In the records below, express everything from the line containing "Practice: locate the car wheel" down to the line containing "pixel 366 20", both included, as a Markdown table with the columns Entry and Content. Number each line in order, one per row, and skip blank lines.

* start Dataset *

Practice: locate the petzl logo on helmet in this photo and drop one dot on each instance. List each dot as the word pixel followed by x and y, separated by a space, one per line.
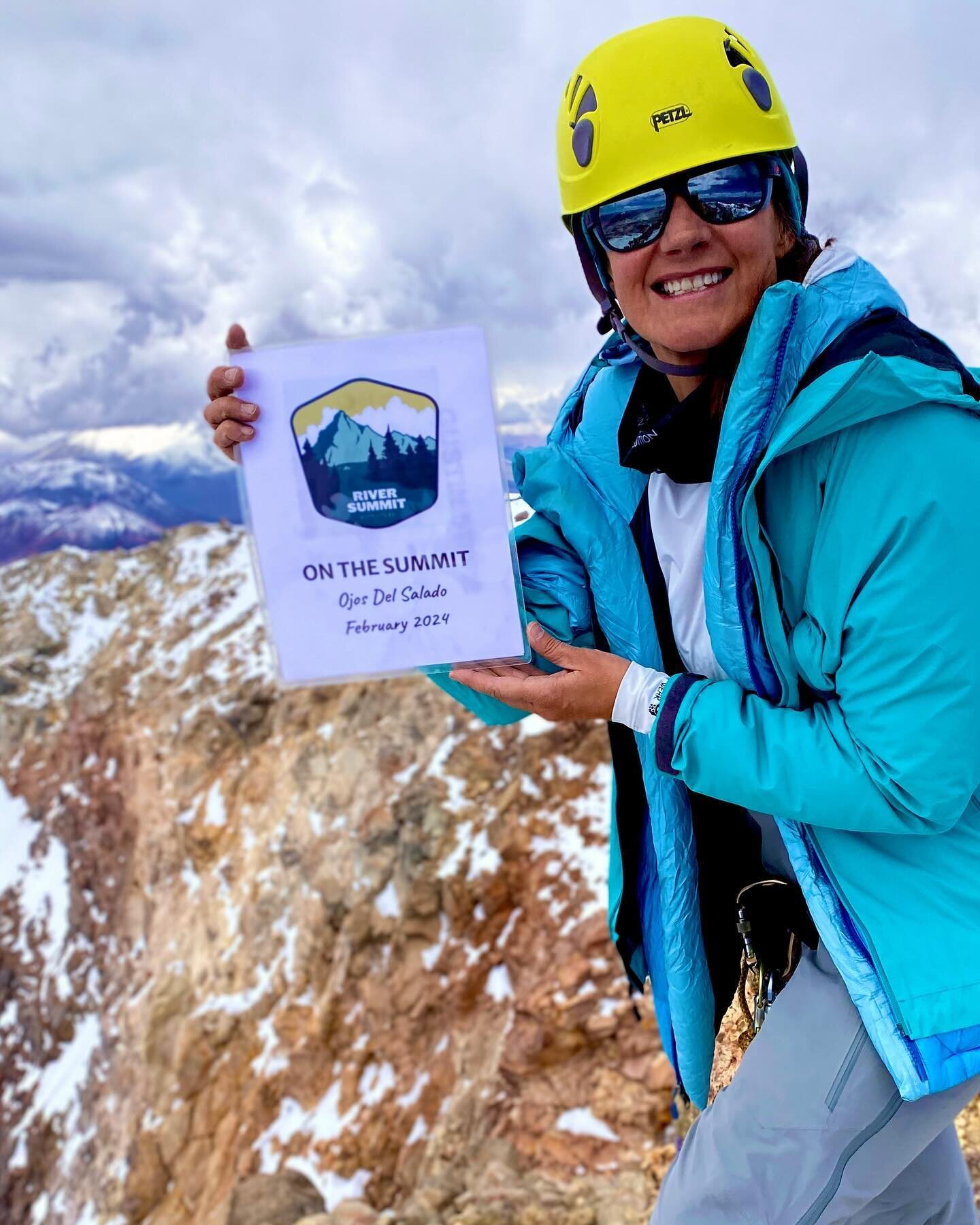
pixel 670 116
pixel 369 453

* end Dataset *
* start Dataset *

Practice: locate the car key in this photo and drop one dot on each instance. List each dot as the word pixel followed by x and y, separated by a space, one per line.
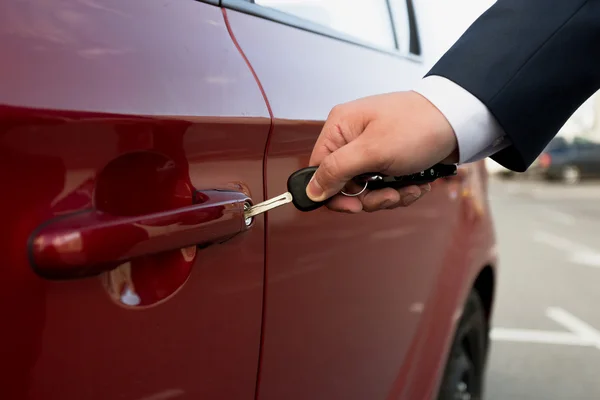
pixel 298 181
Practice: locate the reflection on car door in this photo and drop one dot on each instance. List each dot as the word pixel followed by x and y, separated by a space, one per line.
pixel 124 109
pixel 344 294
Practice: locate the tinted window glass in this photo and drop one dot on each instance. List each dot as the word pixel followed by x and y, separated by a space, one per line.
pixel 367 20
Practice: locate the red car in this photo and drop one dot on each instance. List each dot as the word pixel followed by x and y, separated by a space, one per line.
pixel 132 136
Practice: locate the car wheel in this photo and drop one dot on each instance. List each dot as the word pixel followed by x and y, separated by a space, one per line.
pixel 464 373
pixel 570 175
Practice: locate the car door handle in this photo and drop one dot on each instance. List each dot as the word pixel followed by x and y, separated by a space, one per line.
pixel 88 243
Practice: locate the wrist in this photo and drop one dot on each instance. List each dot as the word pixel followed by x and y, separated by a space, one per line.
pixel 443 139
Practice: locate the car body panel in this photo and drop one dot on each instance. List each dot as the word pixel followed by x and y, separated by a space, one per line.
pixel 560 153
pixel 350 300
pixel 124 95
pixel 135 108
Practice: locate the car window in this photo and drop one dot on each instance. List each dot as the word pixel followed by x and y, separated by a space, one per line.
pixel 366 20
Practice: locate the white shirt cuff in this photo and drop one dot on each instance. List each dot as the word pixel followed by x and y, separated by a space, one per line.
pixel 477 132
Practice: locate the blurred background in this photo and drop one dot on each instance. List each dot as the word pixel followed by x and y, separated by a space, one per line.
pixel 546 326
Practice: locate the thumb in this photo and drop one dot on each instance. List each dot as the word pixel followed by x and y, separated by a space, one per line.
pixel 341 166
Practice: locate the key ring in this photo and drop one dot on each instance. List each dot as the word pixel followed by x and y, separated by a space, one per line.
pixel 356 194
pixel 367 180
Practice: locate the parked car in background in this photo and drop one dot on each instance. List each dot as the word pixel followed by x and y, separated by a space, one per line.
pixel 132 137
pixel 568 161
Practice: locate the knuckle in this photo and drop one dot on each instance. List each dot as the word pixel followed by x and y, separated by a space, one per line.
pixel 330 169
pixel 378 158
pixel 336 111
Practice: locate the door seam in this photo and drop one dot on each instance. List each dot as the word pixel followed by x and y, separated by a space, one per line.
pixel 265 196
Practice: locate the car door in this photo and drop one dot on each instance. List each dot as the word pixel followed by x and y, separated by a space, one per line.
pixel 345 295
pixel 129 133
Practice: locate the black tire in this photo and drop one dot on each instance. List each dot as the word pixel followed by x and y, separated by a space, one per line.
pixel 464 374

* end Dataset *

**Exercise response**
| Entry | Content |
|---|---|
| 1 | Practice: locate the car wheel in this photo and drop one dot on each instance. List each dot as the word pixel followed by x and y, separated by a space, one per line. |
| 2 | pixel 464 373 |
| 3 | pixel 570 175 |
| 4 | Practice: locate the car door handle in this photo and drop one dot on each instance. List each dot as the word pixel followed by x and y, separated by a space, one per line. |
| 5 | pixel 88 243 |
| 6 | Practice: locate the wrist in this photo and drop one dot on each instance. List each dot as the word pixel followed by x and y, separated by a space, one per line. |
| 7 | pixel 443 139 |
| 8 | Practice: locate the car body panel in this photo and drop one dot on each instance. List each dot as the word pixel followed by x and y, separated by a space, one per line. |
| 9 | pixel 560 153 |
| 10 | pixel 350 300 |
| 11 | pixel 124 95 |
| 12 | pixel 135 108 |
| 13 | Practice: locate the car window in this photo and drop one dot on each instance. List each dot as the word pixel followed by x and y, separated by a space, one per line. |
| 14 | pixel 366 20 |